Les nouveaux systèmes TAVI transfémoraux, qu’ils soient en cours de développement ou déjà certifiés, s’attaquent aux points faibles et aux limitations possibles, comme l’insuffisance paravalvulaire ou le risque de complication vasculaire. Cet article, basé sur une présentation faite lors du 4e symposium bernois sur les valves cardiaques, donne un aperçu des derniers développements.
Depuis sa première implantation en 2002, l’implantation valvulaire aortique percutanée par transcathéter (TAVI) est devenue une méthode reconnue et éprouvée dans le traitement du rétrécissement valvulaire aortique sévère. L’approche mini-invasive a été constamment améliorée au cours des dernières années. Différentes voies d’accès et différents systèmes de valves à ballon ou auto-expansibles ont été testés ou développés. Sur la base des données cliniques issues d’études randomisées et de registres, le TAVI est supérieur au traitement médicamenteux et égal à la chirurgie cardiaque conventionnelle chez les patients à haut risque. La voie transfémorale offre l’avantage d’une intervention sous anesthésie locale sans anesthésie générale et est utilisée dans la majorité des cas lorsque l’anatomie est appropriée. Sur la base des résultats cliniques, le traitement par TAVI a été intégré en 2012 dans les directives de la Société européenne de cardiologie, avec une recommandation de classe I B pour les patients inopérables et une recommandation de classe IIa B pour les patients à haut risque présentant une sténose valvulaire aortique sévère. L’expérience clinique des procédures TAVI est basée sur l’utilisation des bioprothèses Edwards Sapien et Medtronic Corevalve, qui se sont imposées comme dispositifs principaux dans la pratique clinique quotidienne des procédures transfémorales. Le nombre total d’interventions a augmenté rapidement dans le monde entier, mais aussi en Suisse. Depuis le premier TAVI en 2007 à Berne, environ 650 interventions sont réalisées chaque année en Suisse.
Nouveaux systèmes certifiés CE
Edwards Sapien 3 : La prothèse Edwards Sapien 3 (Edwards Lifesciences Inc., CA, États-Unis) représente l’évolution de la prothèse Edwards Sapien XT et, comme son prédécesseur, elle comporte un cadre de stent en alliage cobalt-chrome et une valve cardiaque en péricarde bovin. Alors que le Sapien 3, inchangé par rapport aux modèles précédents, est fixé par un ballonnet dans le canal valvulaire aortique natif, il apporte pour la première fois, en tant que nouveauté spéciale, un ourlet d’étanchéité en polyéthylène téréphtalate (PET) dans la partie inférieure extérieure de la valve cardiaque (Fig. 1a).

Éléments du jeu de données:
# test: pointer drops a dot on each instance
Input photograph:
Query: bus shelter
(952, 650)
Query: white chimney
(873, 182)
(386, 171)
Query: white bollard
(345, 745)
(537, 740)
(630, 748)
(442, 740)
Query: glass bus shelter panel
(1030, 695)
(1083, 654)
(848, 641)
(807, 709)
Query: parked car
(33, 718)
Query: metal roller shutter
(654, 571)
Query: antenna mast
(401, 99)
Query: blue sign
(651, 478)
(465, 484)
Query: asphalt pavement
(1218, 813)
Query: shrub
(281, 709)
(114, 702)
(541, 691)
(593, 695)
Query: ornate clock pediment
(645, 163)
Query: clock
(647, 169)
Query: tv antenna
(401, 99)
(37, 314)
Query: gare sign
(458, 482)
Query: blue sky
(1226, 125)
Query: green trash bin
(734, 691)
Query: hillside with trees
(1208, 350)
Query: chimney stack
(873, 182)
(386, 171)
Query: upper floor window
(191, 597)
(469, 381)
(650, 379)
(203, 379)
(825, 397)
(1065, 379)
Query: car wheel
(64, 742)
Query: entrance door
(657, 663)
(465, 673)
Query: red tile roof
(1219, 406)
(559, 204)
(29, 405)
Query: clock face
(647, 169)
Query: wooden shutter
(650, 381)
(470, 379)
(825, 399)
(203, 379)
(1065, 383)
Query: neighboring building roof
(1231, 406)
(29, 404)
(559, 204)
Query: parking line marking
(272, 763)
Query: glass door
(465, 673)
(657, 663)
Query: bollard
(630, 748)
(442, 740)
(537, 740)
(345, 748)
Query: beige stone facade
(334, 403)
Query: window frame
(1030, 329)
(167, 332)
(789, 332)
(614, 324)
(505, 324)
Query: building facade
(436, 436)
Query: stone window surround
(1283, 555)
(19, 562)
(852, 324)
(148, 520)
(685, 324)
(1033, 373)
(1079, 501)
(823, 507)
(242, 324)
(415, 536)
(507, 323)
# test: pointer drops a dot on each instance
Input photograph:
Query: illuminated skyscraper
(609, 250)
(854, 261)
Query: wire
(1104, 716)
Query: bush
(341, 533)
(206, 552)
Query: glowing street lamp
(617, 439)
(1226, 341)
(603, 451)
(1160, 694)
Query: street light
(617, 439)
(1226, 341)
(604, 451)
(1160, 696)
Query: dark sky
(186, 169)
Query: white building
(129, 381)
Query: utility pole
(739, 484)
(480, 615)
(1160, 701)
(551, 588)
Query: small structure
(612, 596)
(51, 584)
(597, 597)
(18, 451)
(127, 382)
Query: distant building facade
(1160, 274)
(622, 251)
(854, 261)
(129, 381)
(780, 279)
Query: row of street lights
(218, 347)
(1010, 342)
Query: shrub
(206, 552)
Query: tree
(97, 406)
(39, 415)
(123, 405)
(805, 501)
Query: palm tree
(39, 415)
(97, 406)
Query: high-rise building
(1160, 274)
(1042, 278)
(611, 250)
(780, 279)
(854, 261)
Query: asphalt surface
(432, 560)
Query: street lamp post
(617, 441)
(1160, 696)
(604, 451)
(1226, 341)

**Exercices:**
A - Indiquez si chaque affirmation concorde avec le texte sur le TAVI : (i) la première implantation TAVI date de 2002 ; (ii) la voie transfémorale exige une anesthésie générale ; (iii) le cadre de stent du Sapien 3 est en titane. Répondez par oui ou non et citez les mots décisifs du texte.
B - Relevez toutes les années citées dans le texte sur le TAVI.
C - Merci de donner la suite du texte sur le TAVI, à partir de sa dernière phrase.
Les enregistrements n'ont aucun lien avec le texte sur le TAVI.

**Réponses fournies:**
A -
(i) Oui : « Depuis sa première implantation en 2002 ».
(ii) Non : « une intervention sous anesthésie locale sans anesthésie générale ».
(iii) Non : « un cadre de stent en alliage cobalt-chrome ».

B - 2002, 2012, 2007

C -
Ce bourrelet d’étanchéité a été conçu pour remplir les espaces entre la prothèse et la valve native dégénérative, empêchant ainsi les fuites paravalvulaires. Une modification de la conception du stent valvulaire permet également l’implantation via des sas de plus petite taille et un accès plus facile aux artères coronaires. Outre le développement de la prothèse valvulaire, le cathéter d’implantation fémoral a été fondamentalement revu et son diamètre réduit. Actuellement, seule une gaine de 14 French (diamètre intérieur) est nécessaire pour l’implantation d’une valve de 23 et 26 mm, et une gaine de 16 French pour la valve de 29 mm. Le système a récemment reçu l’approbation CE et peut être utilisé commercialement.
Valve Lotus de Boston Scientific : Le système de valve Lotus auto-expansible (Boston Scientific, Natick, MA, États-Unis) se compose d’une valve péricardique bovine insérée dans un treillis métallique en nitinol allongé. Pendant l’implantation de cette prothèse valvulaire, le stent se raccourcit et s’ancre ainsi dans le canal valvulaire aortique natif. Outre l’absence de compromis hémodynamique pendant l’implantation, la libération contrôlée et lente présente notamment l’avantage de pouvoir positionner le système avec une grande précision et, si nécessaire, de le recharger complètement dans le corps, même après son déploiement complet. Autre particularité, la valve Lotus dispose d’un matériau d’étanchéité adaptatif dans la partie inférieure de la prothèse, ce qui entraîne une réduction de l’insuffisance valvulaire aortique paravalvulaire. La valve Lotus est implantée via un cathéter de 18 ou 20 French, elle est certifiée CE et est disponible commercialement depuis octobre 2013 dans les tailles 23 mm et 27 mm.
Jude Medical Portico : La valve cardiaque Portico™ (St Jude Medical, St Paul, MN, États-Unis) est une prothèse TAVI auto-expansible composée d’un cadre de stent en nitinol dans lequel est cousue une valve péricardique bovine avec une bordure péricardique porcin. Visuellement, la valve ressemble à la bioprothèse Medtronic Corevalve, mais sa forme diffère principalement au niveau de la partie distale et annulaire. En outre, les cellules du cadre du stent sont plus grandes et la force radiale est plus faible. Le concept repose sur le fait que cela devrait réduire le risque de perturbation de la conduction électrique et améliorer l’adaptation de la prothèse à l’anatomie native. Le plan de la valve est en outre intra-annulaire. Le Portico™ récemment approuvé (tailles de prothèses de 23 à 25 mm) est introduit via un cathéter 18-French et peut être partiellement repositionné.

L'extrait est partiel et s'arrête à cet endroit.